| Stated goal |
Please extract every line from the rows below that contains the word "bounding". Matching is case-sensitive.

| Items |
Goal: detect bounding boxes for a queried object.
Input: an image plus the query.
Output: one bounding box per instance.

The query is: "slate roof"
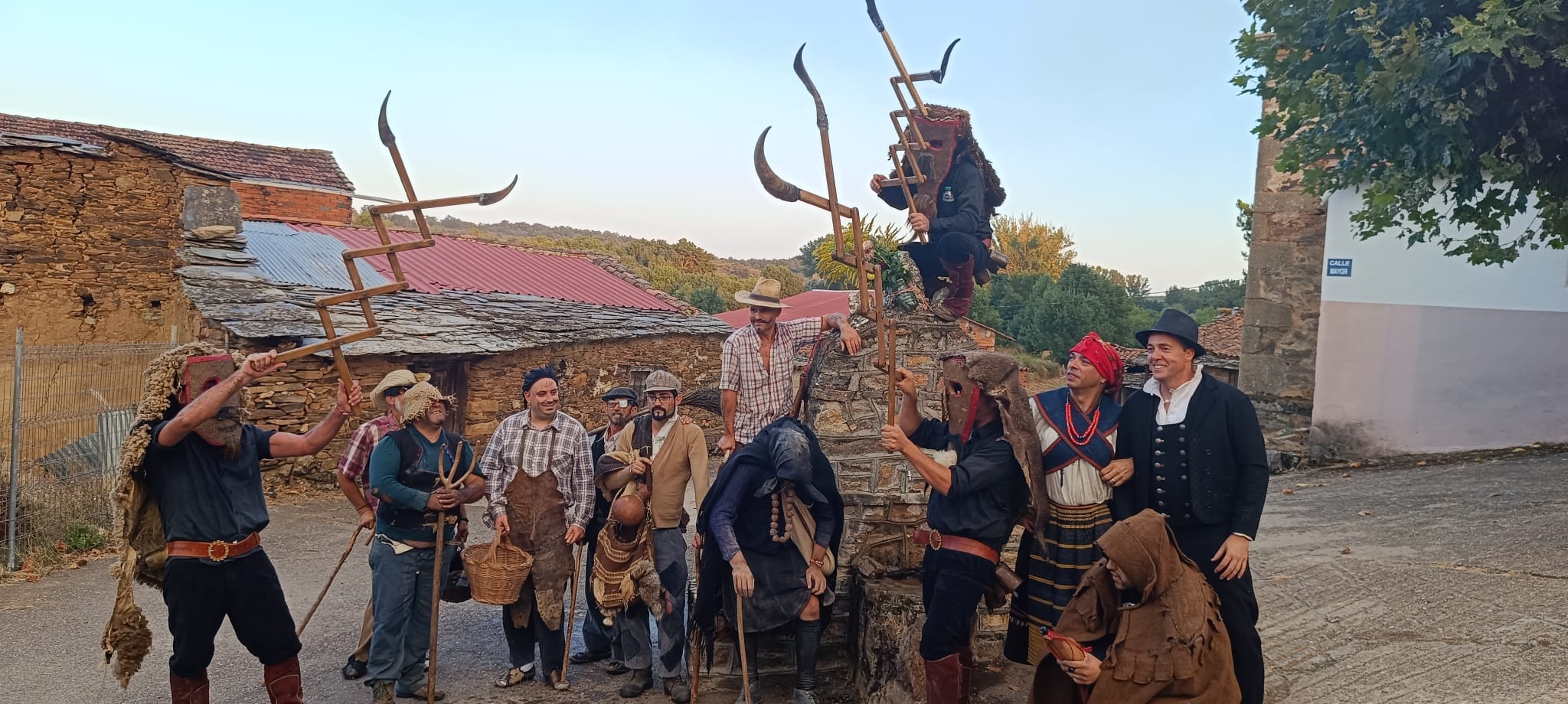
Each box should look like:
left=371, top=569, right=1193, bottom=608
left=0, top=113, right=354, bottom=193
left=177, top=223, right=730, bottom=356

| Exercise answer |
Goal: detect bounding boxes for a queried object.
Output: one bounding box per instance.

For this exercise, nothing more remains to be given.